* [GIVEN TASK]: Quote every one of the items below verbatim, reproducing each line without alteration.

[Start of MATERIAL SHOWN]

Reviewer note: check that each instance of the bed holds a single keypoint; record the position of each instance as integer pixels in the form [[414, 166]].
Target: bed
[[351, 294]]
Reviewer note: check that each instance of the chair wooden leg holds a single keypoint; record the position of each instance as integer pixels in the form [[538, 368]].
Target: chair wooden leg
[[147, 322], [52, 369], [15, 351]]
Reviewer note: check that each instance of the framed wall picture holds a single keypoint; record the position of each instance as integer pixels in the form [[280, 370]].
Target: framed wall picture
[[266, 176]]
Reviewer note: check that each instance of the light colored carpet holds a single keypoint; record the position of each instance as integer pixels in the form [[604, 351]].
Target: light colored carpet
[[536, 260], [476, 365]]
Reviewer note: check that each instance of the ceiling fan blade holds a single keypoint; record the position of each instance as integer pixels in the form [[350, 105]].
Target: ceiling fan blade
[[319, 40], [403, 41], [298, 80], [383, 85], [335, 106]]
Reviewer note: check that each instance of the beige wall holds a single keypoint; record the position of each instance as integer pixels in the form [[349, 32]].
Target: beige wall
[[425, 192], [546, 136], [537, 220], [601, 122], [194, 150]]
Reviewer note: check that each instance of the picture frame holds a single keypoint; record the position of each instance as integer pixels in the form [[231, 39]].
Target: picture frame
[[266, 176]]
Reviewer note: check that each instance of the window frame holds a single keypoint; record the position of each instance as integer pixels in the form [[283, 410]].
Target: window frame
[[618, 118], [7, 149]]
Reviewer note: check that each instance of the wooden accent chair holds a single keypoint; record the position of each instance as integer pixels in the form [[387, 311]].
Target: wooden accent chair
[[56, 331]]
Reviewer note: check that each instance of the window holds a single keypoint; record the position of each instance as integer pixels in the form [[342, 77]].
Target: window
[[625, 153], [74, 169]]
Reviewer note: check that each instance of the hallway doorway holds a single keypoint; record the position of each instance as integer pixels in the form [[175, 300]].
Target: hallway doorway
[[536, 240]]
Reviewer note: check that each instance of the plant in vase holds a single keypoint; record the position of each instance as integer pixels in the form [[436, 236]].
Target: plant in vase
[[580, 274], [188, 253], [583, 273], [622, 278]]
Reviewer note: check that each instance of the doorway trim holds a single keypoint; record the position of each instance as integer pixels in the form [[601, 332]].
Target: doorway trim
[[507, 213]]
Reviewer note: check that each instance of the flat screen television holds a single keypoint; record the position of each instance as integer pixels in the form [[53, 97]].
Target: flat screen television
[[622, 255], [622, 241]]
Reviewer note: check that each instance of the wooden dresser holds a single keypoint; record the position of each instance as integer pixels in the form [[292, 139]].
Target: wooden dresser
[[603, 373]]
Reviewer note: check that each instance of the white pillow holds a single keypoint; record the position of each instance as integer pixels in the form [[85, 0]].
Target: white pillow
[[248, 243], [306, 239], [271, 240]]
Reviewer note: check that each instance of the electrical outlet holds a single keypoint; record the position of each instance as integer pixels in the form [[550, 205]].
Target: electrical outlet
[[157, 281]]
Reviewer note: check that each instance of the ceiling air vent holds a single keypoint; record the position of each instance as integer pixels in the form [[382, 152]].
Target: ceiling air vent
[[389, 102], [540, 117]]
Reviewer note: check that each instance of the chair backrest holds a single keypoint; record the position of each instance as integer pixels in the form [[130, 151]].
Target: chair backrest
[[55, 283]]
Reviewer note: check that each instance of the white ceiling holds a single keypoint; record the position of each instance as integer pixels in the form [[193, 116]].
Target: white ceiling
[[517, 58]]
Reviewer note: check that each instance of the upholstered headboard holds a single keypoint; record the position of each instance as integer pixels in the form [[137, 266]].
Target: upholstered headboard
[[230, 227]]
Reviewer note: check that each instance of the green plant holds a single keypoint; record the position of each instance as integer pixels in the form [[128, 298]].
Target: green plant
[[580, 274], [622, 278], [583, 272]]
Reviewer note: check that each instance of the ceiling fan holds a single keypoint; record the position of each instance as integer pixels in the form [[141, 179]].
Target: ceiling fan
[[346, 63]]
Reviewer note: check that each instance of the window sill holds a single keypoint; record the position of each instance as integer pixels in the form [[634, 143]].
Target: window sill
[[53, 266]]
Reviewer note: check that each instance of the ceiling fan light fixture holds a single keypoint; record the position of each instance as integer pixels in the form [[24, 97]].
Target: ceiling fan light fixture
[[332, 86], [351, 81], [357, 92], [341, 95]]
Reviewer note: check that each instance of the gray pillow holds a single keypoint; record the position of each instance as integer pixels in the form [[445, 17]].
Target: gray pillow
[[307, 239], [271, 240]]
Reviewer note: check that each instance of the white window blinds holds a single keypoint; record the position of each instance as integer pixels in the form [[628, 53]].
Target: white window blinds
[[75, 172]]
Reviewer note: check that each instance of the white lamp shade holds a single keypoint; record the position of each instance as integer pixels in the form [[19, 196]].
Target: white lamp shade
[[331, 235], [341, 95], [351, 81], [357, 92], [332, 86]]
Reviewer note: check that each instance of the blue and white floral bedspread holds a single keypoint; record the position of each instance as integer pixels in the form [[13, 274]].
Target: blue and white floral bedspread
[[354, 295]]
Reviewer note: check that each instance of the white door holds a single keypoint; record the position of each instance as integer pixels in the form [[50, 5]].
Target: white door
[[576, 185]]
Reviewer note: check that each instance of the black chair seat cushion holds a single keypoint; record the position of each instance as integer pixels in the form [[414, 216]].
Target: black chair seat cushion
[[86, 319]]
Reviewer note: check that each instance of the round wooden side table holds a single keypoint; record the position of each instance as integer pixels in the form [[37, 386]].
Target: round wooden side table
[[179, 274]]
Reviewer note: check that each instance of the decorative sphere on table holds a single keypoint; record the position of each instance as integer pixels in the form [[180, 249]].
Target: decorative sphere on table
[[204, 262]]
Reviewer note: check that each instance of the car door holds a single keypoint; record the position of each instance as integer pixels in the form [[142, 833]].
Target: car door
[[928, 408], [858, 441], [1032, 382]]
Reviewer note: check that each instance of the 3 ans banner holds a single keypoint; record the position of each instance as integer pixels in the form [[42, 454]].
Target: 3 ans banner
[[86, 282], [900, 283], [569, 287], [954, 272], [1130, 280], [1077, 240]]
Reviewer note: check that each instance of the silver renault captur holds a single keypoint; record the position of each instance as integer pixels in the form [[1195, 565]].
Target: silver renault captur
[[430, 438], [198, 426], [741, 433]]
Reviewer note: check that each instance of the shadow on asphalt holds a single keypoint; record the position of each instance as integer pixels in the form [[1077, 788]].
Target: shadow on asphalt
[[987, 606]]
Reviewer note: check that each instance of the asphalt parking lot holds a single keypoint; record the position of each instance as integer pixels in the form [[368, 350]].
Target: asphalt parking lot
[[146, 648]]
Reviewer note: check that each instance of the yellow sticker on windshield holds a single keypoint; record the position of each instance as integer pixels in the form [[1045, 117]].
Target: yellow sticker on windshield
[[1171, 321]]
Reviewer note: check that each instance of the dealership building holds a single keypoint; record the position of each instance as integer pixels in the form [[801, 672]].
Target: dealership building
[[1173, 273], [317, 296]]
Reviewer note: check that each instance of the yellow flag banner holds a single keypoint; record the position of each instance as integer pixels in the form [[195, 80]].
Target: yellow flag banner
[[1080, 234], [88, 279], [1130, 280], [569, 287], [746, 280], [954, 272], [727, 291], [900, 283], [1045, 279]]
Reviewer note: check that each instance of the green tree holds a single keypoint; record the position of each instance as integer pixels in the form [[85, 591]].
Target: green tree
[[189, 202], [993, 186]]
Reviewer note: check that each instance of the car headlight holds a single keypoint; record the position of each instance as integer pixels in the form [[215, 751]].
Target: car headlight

[End of MATERIAL SHOWN]

* [THE COMPLETED TASK]:
Reviewer note: check that each instance of the bed holds a single keypoint; record the position of each instance as integer pixels in the form [[414, 166]].
Target: bed
[[351, 294]]
Reviewer note: check that each instance of the chair wooden leg holds a single keypoint; record the position of each instance as integer pixels in the form [[538, 368]].
Target: chair wooden leg
[[147, 322], [52, 369], [15, 351]]
Reviewer note: check that each instance of the framed wall picture holds a single keypoint; record the position of each instance as integer pixels in the form [[280, 370]].
Target: framed wall picture
[[266, 176]]
Reviewer note: check that each instance of the light colored carpet holds a single keypoint; record the position of each instance as integer pixels in the form [[604, 351]].
Target: light colored carpet
[[536, 260], [476, 365]]
Reviewer note: check that each instance of the ceiling fan blade holds a single keypoint; record the position of each instance as integer pixels in the form [[350, 105]].
Target: ceiling fan blade
[[319, 40], [403, 41], [298, 80], [383, 85], [335, 106]]
Reviewer note: check that each instance of the beige wall holds a single keypoint; record the position of each instance as integer pixels in the form [[349, 32]].
Target: beige wall
[[425, 192], [546, 136], [537, 220], [601, 122], [194, 150]]
Reviewer note: check that each instance of the picture frame holds a single keypoint; record the position of each instance as integer pixels in the form [[231, 39]].
Target: picture frame
[[266, 176]]
Reviewer note: check that each instance of the window frame holds a single keypoint; record the position of each instance as integer pixels in the form [[283, 410]].
Target: window frame
[[618, 118], [7, 149]]
Reviewer note: check that each instance of the wooden accent chair holds a single keypoint; record the position of each instance as integer pixels in the form [[387, 311]].
Target: wooden accent chair
[[56, 331]]
Reviewer note: check that each instance of the window holds a single keypoint; record the position of each instance as integer pixels in the form [[342, 77]].
Target: window
[[625, 153], [74, 169]]
Reviewer note: check that each instance of the hallway doorway holds a single keypoint; record the position of each instance as integer pixels in the form [[175, 300]].
Target: hallway doorway
[[536, 240]]
Reviewer note: check that each instance of the plant in vase holds a single keypoint; record the position of each instance as integer pixels in the form [[436, 236]].
Target: plant in vase
[[580, 274], [188, 253], [583, 273], [622, 278]]
Reviewer note: check that each instance of the doorway trim holds a single keypoint; record the position of each instance as integer pixels in the form [[601, 332]].
Target: doorway trim
[[507, 213]]
Reviewer note: check that each instance of the flat screen television holds a single keypoint; record the position of each instance as integer pixels in the form [[53, 97]].
Target: flat screen television
[[622, 255], [622, 241]]
Reviewer note: check that each instance of the wooden dresser holds a single keypoint; record the position of each instance as integer pixels in the form [[292, 139]].
Target: wooden dresser
[[603, 373]]
Reviewer note: check that each instance of the white pillow holds a single keypoint; record the position of each instance as integer pixels in the form [[85, 0]].
Target: white pillow
[[248, 243], [306, 239], [271, 240]]
Reviewer note: check that each instance of the electrical outlet holds a single keypoint; record the position of each instance as integer pixels in the form [[550, 205]].
Target: electrical outlet
[[157, 281]]
Reviewer note: check that each instance of the ceiling air vent holds a single keypoint; record the position of each instance as integer pixels in the form [[382, 152]].
Target: ceiling air vent
[[389, 102], [540, 117]]
Reviewer note: check that each instance of the chair backrest holds a single keypoint; record the position of each instance as integer pixels in the form [[130, 151]].
Target: chair backrest
[[55, 283]]
Reviewer note: check that each instance of the white ceiling holds a single keypoint; record the position of each instance as integer pixels in the form [[193, 116]].
Target: white ceiling
[[517, 58]]
Reviewer note: check that each instance of the upholstered headboard holds a single keypoint; record the position of each instance as integer pixels in the form [[137, 266]].
Target: upholstered headboard
[[230, 227]]
Reviewer note: check that each instance of the green plant holds a single keypoint; record the position of each instance as integer pixels in the form [[128, 298]].
Target: green plant
[[580, 274], [622, 278], [583, 272]]
Reviewer note: check that each instance of the ceiling fan holds a single keypoint; record the position of each instance as integer pixels in the form [[141, 179]].
Target: ceiling fan
[[346, 63]]
Reviewer note: check that each instance of the window sill holds a single keypoint; record the position of each instance as integer pixels in the form [[634, 143]].
Target: window sill
[[53, 266]]
Reviewer note: check that each instance of the ceiling fan light fixture holds a single keypoint; record the position of each instance as integer pixels in the form [[24, 97]].
Target: ceiling fan light fixture
[[332, 86], [351, 81], [357, 92], [341, 95]]
Reviewer note: check that each instance of the gray pillow holds a single keypoint; record the position of each instance as integer pixels in the form [[445, 17]].
Target: gray pillow
[[307, 239], [271, 240]]
Reviewer note: check that each instance of the white window blinds holds a single keypoint; record the position of each instance as integer pixels in the form [[628, 53]].
Target: white window blinds
[[75, 172]]
Reviewer note: check that each instance of the white lamp shade holds a single keypoint; record the position of each instance as integer pixels in the form [[19, 196]].
Target: white lamp shade
[[331, 235], [341, 95], [351, 81], [357, 92], [332, 86]]
Reviewer note: check that each instance of the blue and white floral bedspread holds a single keypoint; record the position of each instance as integer pixels in the form [[13, 274]].
Target: blue and white floral bedspread
[[354, 295]]
Reviewer note: check that each instance of the white door holds a single keypoint; record the position of each instance as integer pixels in the form [[50, 5]].
Target: white door
[[576, 185]]
Reviewer note: check that each instance of the black chair seat cushion holds a single keypoint; record the position of each instance as integer pixels in the form [[414, 216]].
Target: black chair seat cushion
[[86, 319]]
Reviewer note: check that each instance of the round wooden side table holds a single keypoint; record the position of each instance as integer pixels in the form [[37, 386]].
Target: round wooden side table
[[179, 274]]
Reviewer note: check that each instance of the decorative sphere on table holds a single keypoint; record the position of each instance as integer pixels in the form [[180, 249]].
Target: decorative sphere on table
[[204, 262]]
Reviewer note: check that each instance of the car door holds a single keypoint; record the position of each instance as integer pixels in the form [[142, 833]].
Target: car door
[[928, 408], [858, 441], [1032, 382]]
Reviewer note: check that each instance of the 3 ans banner holds a single keypoint; record the position of each instance as integer pixels in the form [[42, 454]].
Target: 3 ans banner
[[86, 282], [900, 283], [569, 287], [954, 272], [1130, 280], [1077, 240]]
Reviewer note: check that each instance of the silver renault captur holds a single keypoint; record the position of each instance as integer pixels in the form [[1195, 565]].
Target: silver renault captur
[[430, 438], [198, 426], [741, 433]]
Reviewer note: check that each instance of the shadow on asphalt holds a single keypoint; record the position of each instance as integer pixels in the form [[1077, 788]].
Target: shadow on asphalt
[[987, 606]]
Reviewer note: check that each instance of the asphalt parking lot holds a single keypoint; record the position of each instance as integer pixels in the form [[368, 350]].
Target: asphalt parking lot
[[146, 648]]
Reviewer note: check that each instance of the yellow sticker on windshield holds a single keypoint; record the position of each instance as integer pixels in the form [[1045, 117]].
Target: yellow sticker on windshield
[[1171, 321]]
Reviewer note: check that each instance of the dealership building holds a single keypoint; record the position of each instance as integer pixels in the form [[801, 672]].
Target: dealership building
[[1173, 273], [317, 296]]
Reviewer note: check that each instance of the yellow flag banner holds a single keypoint; record the position of each instance as integer pixels in the form [[195, 80]].
Target: yellow flag banner
[[1080, 234], [88, 279], [1130, 280], [569, 287], [746, 280], [954, 272], [727, 291], [900, 283], [1045, 279]]
Reviewer note: check that each instance of the green tree holds a single keypoint; record the position of each instance as integer pixels in the form [[85, 591]].
Target: green tree
[[189, 202], [993, 186]]
Reviewer note: check that each instance of the car headlight holds a single keypoint; record the position of each instance as integer pixels in the form [[215, 751]].
Target: car headlight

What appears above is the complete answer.